● What the task requires: Collect all lines containing the word "above" from the data.

● Records shown:
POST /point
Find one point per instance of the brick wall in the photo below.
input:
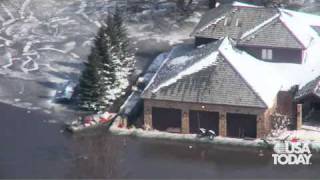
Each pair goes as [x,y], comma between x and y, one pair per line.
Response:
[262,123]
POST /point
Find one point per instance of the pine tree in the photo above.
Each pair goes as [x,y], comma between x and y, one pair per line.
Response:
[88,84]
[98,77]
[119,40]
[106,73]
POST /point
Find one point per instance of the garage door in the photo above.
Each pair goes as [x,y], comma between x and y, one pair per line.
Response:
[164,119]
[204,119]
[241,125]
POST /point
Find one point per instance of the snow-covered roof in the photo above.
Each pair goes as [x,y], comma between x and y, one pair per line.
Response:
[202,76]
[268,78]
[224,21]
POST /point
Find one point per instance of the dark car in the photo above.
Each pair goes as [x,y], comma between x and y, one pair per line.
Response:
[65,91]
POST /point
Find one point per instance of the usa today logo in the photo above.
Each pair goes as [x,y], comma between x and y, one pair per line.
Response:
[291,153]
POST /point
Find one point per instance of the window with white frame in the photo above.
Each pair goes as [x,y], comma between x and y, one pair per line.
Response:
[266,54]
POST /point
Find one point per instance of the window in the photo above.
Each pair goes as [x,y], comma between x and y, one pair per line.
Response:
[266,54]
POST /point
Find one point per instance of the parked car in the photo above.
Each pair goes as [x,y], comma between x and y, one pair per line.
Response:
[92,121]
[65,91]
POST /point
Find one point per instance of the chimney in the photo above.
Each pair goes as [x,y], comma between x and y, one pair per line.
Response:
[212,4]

==

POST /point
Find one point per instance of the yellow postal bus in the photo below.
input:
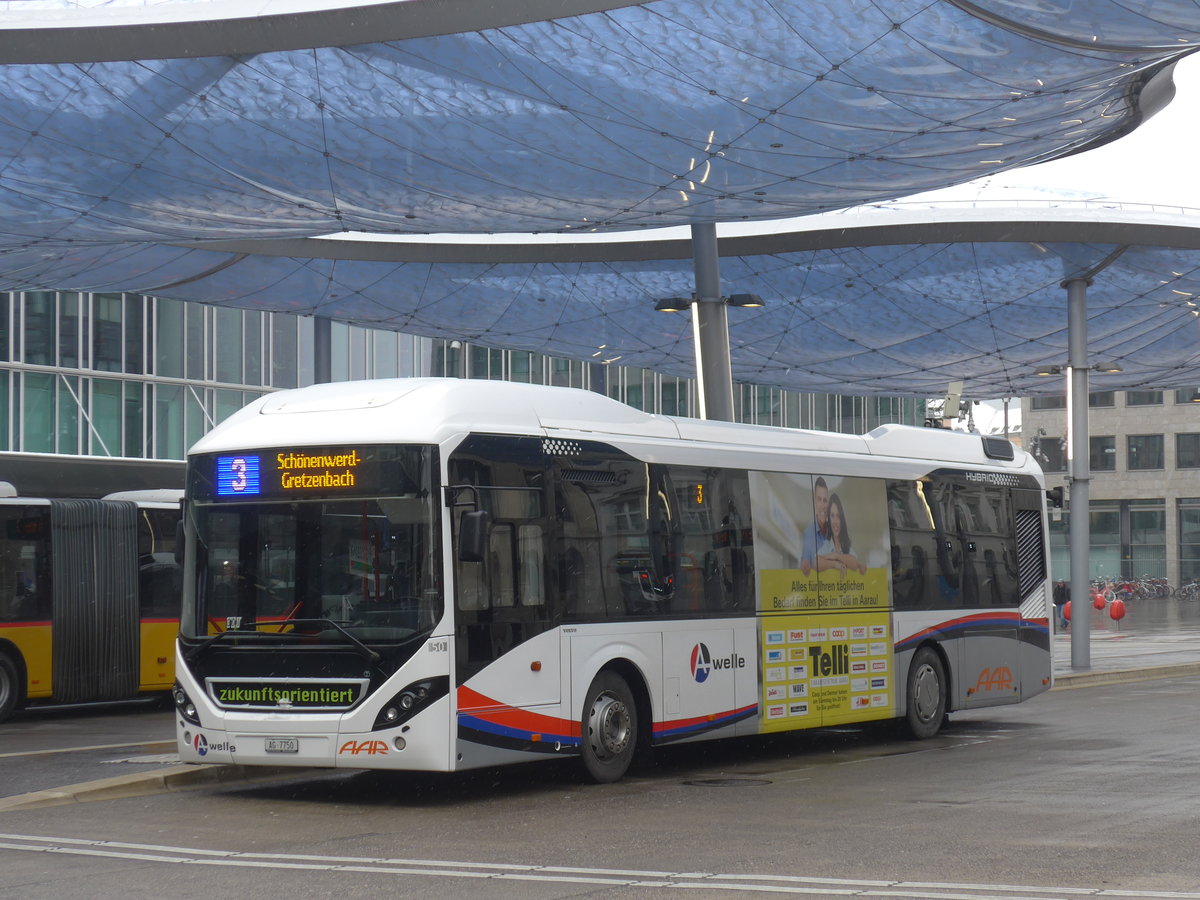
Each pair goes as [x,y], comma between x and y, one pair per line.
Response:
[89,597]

● Response:
Find one point per instance of the pine tree in the photo above.
Find one point per instance of the garage door in the photo above.
Find one point per instance of the snow-covered roof in the photo above.
Find one point per instance of the dark car in the photo above.
Find one point per instance of the usa today logo in the photo above.
Find one point per instance of the window with white frame in the photo above.
Find one point per instance of the window in the photo above.
Find one point per instance of the parked car in the photo above.
Find one point per instance of the chimney in the photo above.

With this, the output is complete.